> **SELECTED EXTRACT**:
+---+

The US Food and Drug Administration (FDA) has granted orphan drug designation for Global Blood Therapeutics’ (GBT) once-daily therapy GBT440 to treat patients with sickle cell disease (SCD), an inherited blood disorder.
SCD is caused by a genetic mutation in the beta-chain of haemoglobin, leading to the formation of abnormal haemoglobin known as sickle haemoglobin (HbS).
In its deoxygenated state, HbS has a propensity to polymerise or bind together forming long, rigid rods within a red blood cell (RBC).
GBT440 is currently being developed as a potentially disease-modifying therapy for SCD by increasing haemoglobin’s affinity for oxygen.
Since oxygenated sickle haemoglobin do not polymerise, the company believes GBT440 blocks polymerisation and the sickling of RBCs.
GBT440, which has the potential to restore normal haemoglobin function and improve oxygen delivery, is also expected to be capable of modifying the progression of SCD.

+---+

> **SUPPLIED INFORMATION**:
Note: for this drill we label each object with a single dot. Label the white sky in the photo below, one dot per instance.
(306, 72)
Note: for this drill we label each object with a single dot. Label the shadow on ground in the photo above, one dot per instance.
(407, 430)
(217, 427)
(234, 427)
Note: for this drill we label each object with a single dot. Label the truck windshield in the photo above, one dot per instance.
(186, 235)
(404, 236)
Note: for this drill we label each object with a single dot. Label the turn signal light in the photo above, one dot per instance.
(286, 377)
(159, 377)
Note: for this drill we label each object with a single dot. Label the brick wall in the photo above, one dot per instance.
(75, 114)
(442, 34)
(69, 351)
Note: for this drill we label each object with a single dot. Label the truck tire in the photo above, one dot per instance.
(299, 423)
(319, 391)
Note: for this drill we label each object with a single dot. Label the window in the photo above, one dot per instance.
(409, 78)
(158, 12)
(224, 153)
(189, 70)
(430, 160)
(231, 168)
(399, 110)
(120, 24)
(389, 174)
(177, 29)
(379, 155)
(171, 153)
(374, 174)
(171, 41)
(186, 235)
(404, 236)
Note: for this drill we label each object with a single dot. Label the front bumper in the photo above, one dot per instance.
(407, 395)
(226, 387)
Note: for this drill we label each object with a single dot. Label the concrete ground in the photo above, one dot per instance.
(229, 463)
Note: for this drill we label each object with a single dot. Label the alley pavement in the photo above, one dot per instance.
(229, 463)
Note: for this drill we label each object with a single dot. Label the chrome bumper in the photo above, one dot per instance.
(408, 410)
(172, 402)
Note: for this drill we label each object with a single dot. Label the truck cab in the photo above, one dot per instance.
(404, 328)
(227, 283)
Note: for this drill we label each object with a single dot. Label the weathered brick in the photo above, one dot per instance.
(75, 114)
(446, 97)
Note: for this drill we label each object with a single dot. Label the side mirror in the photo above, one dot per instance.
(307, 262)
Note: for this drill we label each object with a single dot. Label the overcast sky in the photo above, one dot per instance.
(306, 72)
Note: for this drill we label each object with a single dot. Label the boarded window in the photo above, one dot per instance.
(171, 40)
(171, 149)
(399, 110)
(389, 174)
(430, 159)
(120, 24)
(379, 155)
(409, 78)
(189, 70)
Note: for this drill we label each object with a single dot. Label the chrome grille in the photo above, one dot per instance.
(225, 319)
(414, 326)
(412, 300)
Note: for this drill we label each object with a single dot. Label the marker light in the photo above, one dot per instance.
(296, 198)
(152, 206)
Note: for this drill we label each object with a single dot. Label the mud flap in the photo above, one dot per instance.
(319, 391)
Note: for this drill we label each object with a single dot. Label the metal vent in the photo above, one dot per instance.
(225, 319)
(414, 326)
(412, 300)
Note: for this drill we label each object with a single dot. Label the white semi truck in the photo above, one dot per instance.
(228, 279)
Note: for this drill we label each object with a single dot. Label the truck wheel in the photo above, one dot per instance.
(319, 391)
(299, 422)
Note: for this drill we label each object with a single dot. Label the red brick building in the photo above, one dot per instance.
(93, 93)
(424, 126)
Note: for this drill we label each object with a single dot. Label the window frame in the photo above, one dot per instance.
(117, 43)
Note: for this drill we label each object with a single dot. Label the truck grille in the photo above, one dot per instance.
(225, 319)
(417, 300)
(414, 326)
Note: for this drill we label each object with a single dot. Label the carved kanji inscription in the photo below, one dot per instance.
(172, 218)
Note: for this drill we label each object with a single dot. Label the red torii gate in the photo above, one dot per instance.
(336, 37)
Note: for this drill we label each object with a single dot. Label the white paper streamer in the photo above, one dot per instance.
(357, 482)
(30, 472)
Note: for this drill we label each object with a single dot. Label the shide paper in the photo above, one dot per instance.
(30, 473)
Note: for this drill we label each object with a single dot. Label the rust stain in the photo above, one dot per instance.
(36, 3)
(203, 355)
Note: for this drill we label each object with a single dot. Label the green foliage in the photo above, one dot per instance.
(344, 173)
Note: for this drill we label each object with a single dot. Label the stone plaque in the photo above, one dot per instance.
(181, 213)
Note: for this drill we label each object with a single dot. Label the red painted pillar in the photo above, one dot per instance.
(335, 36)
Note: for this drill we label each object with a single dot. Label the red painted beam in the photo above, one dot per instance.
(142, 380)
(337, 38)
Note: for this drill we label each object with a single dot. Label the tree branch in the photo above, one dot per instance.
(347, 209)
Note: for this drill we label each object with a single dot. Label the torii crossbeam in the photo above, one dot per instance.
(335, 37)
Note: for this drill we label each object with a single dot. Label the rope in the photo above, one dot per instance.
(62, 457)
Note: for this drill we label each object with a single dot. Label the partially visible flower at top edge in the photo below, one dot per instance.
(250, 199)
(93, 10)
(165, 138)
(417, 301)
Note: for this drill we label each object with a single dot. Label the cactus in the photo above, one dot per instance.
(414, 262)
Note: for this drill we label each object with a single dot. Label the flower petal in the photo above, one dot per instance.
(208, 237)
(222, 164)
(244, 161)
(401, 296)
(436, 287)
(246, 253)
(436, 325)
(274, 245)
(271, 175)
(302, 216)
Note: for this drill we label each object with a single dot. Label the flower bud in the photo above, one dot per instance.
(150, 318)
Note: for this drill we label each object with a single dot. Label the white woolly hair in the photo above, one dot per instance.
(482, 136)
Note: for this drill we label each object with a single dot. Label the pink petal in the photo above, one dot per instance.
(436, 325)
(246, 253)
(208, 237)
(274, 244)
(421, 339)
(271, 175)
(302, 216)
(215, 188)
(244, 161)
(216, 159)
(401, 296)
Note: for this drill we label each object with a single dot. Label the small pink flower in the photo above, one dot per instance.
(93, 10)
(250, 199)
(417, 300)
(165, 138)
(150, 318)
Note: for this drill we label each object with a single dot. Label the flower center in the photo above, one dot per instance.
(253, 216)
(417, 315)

+---+

> **INSTRUCTIONS**:
- a) Answer these questions from the passage on GBT440:
(i) What designation has the FDA granted GBT440?
(ii) In which chain of haemoglobin does the genetic mutation that causes sickle cell disease occur?
(iii) What does HbS tend to form within a red blood cell in its deoxygenated state?
- b) Render this sentence from the passage on GBT440 in French: "In its deoxygenated state, HbS has a propensity to polymerise or bind together forming long, rigid rods within a red blood cell (RBC)."
- c) According to the passage on GBT440, why does the company believe that GBT440 blocks polymerisation and the sickling of red blood cells?

> **WRITTEN RESPONSES**:
- a)
(i) Orphan drug designation.
(ii) The beta-chain.
(iii) Long, rigid rods.

- b) À l'état désoxygéné, l'HbS a tendance à se polymériser ou à s'agréger, formant de longues tiges rigides à l'intérieur d'un globule rouge (GR).

- c) GBT440 increases haemoglobin's affinity for oxygen, and oxygenated sickle haemoglobin does not polymerise. The company therefore believes the therapy blocks polymerisation and the resulting sickling of red blood cells.